EXTRACTED ENTRIES >>
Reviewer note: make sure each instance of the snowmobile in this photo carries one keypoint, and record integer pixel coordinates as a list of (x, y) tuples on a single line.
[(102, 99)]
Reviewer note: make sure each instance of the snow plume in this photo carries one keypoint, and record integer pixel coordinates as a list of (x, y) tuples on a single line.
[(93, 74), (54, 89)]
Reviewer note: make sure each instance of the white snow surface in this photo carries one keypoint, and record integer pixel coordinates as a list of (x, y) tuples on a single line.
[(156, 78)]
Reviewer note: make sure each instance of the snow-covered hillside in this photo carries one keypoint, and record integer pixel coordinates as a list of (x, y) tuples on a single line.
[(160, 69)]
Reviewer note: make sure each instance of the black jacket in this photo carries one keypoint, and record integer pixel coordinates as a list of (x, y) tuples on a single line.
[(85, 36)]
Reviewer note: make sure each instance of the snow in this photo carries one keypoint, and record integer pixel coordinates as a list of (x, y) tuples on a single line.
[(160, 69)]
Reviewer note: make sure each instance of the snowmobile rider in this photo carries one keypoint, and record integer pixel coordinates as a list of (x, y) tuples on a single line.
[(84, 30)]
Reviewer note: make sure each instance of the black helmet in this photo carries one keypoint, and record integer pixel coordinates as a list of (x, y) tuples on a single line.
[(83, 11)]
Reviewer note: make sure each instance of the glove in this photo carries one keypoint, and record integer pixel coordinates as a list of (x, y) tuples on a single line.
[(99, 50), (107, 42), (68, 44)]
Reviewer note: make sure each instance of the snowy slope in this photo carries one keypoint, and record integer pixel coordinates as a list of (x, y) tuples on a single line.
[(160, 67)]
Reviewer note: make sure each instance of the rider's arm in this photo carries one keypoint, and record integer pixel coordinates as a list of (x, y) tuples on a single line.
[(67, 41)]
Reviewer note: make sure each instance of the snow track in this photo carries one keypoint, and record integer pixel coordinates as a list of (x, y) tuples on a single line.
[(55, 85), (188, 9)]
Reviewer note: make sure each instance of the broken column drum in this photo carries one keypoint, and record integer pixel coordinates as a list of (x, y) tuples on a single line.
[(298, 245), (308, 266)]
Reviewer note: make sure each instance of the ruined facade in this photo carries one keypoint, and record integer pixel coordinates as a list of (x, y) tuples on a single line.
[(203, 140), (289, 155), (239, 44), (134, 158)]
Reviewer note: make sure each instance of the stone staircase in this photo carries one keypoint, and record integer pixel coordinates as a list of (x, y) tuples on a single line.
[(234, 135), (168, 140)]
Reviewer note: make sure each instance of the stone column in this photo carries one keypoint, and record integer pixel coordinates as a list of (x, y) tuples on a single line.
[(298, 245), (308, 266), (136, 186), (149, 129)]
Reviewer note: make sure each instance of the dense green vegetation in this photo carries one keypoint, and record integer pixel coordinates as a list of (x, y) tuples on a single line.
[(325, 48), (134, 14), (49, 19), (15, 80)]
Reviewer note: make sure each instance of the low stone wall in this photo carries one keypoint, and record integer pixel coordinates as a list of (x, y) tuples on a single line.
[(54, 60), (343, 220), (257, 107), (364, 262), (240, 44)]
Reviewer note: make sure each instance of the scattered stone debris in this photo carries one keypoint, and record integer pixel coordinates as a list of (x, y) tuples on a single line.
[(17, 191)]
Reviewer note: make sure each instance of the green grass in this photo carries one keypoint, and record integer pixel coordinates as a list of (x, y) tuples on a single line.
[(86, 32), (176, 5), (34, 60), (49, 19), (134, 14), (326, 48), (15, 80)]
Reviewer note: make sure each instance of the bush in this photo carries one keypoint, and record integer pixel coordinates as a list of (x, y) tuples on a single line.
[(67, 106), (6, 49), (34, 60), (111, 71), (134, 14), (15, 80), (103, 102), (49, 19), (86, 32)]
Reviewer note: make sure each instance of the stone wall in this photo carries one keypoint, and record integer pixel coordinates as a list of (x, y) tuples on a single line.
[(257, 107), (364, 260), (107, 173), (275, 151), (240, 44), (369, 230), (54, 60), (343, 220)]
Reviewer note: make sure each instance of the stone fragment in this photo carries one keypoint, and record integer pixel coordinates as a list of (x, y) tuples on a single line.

GIVEN TASK >> Put every line of the entries above into a JSON list of strings, one string per line, leaving out any blank lines.

EXERCISE OUTPUT >>
[
  "Reviewer note: make sure each instance of the snowmobile in this photo carries one keypoint, and record integer pixel coordinates as a list of (x, y) tuples on a single line.",
  "[(102, 99)]",
  "Reviewer note: make sure each instance of the snow plume in this photo carries one keypoint, and record integer pixel coordinates as a list of (x, y) tuples on a single line.",
  "[(93, 74), (54, 89)]",
  "Reviewer note: make sure each instance of the white snow surface in this photo carries one keypoint, and record integer pixel coordinates as a list of (x, y) tuples on a single line.",
  "[(156, 78)]",
  "Reviewer note: make sure each instance of the snow-covered hillside in this photo carries one keypoint, and record integer pixel coordinates as a list of (x, y) tuples on a single line.",
  "[(160, 69)]",
  "Reviewer note: make sure each instance of the black jacket in this photo carries one keypoint, and record integer pixel coordinates as a list of (x, y) tuples on a single line.",
  "[(85, 36)]",
  "Reviewer note: make sure each instance of the snow in this photo carries one keypoint, and record integer pixel coordinates as a list of (x, y) tuples on a single line.",
  "[(160, 69)]",
  "Reviewer note: make sure each instance of the snowmobile rider in this photo carries one keypoint, and record integer pixel coordinates as a list of (x, y) tuples on a single line.",
  "[(84, 30)]",
  "Reviewer note: make sure each instance of the black helmet in this photo carries one keypoint, and record integer pixel coordinates as a list of (x, y) tuples on a single line.",
  "[(83, 11)]",
  "Reviewer note: make sure each instance of the glove in this photo carries one keypoint, and record integer pixel coordinates as a list of (x, y) tuples on a single line.",
  "[(99, 50), (107, 42), (68, 44)]",
  "Reviewer note: make sure each instance of the snowy slope in this photo carries one keypoint, and record integer pixel coordinates as a list of (x, y) tuples on a single line.",
  "[(160, 67)]",
  "Reviewer note: make sure each instance of the rider's arm in this photo carries one keypoint, and record integer pixel coordinates as a list of (x, y) tuples on a single line.",
  "[(67, 41)]",
  "Reviewer note: make sure each instance of the snow track in this photo carries one keypoint, and record integer pixel coordinates as a list of (x, y) tuples on a single line.",
  "[(55, 85), (188, 9)]",
  "Reviewer note: make sure each instance of the broken column drum in this photo carries one keypoint, and record integer pixel coordinates as a list of (x, y) tuples on a single line.",
  "[(298, 245), (308, 266)]",
  "Reviewer note: make sure each instance of the ruined facade in this photo carries one keypoint, and record integer pixel coordinates as a list of (x, y) tuples on a single line.",
  "[(203, 140), (289, 155), (239, 44), (134, 158)]",
  "Reviewer note: make sure each instance of the stone staircase in this photo carries one keypoint, and record integer pixel coordinates as a list of (x, y) tuples on a single line.",
  "[(234, 135), (168, 140)]",
  "Reviewer note: make sure each instance of the stone column in this photo carries one keypoint, and record integer pixel coordinates as a list of (x, y) tuples on a single line.",
  "[(298, 245), (308, 266), (136, 186), (149, 129)]",
  "Reviewer note: make sure each instance of the dense green vegetation in this photo carries one keypoint, and record integer pixel coordinates as a list of (x, y) tuples on a single line.",
  "[(325, 48), (134, 14), (49, 19), (15, 80)]",
  "Reviewer note: make sure each instance of the low stone wall in this photo carries one keypoint, and record integer pixel coordinates as a list of (x, y) tuples on a single line.",
  "[(54, 60), (343, 220), (257, 107), (364, 262), (240, 44)]",
  "Reviewer note: make sure each instance of the scattered stone debris in this photo carries one keypoint, and record integer pixel coordinates as a list of (x, y) tuples on a single line.",
  "[(17, 191)]",
  "Reviewer note: make sure each instance of the green grass in this photo carries one keypoint, and record integer pixel coordinates as a list of (x, y) tuples on a single line.",
  "[(86, 32), (176, 5), (34, 60), (49, 19), (134, 14), (326, 48), (15, 80)]",
  "Reviewer note: make sure each instance of the bush in this photo carries one keypoint, and record integer pixel coordinates as a list of (x, y) tuples on a single line.",
  "[(67, 106), (6, 49), (34, 60), (111, 71), (134, 14), (15, 80), (103, 102), (49, 19), (86, 32)]",
  "Reviewer note: make sure each instance of the stone wall in this photo carries one keypoint, and record integer pixel coordinates as a list of (x, y) tuples on a single line.",
  "[(257, 107), (364, 260), (107, 173), (275, 151), (240, 44), (369, 230), (54, 60), (343, 220)]",
  "Reviewer note: make sure each instance of the stone fragment in this photo carries one keypoint, and record integer pixel coordinates as a list of (x, y) tuples on a single line."
]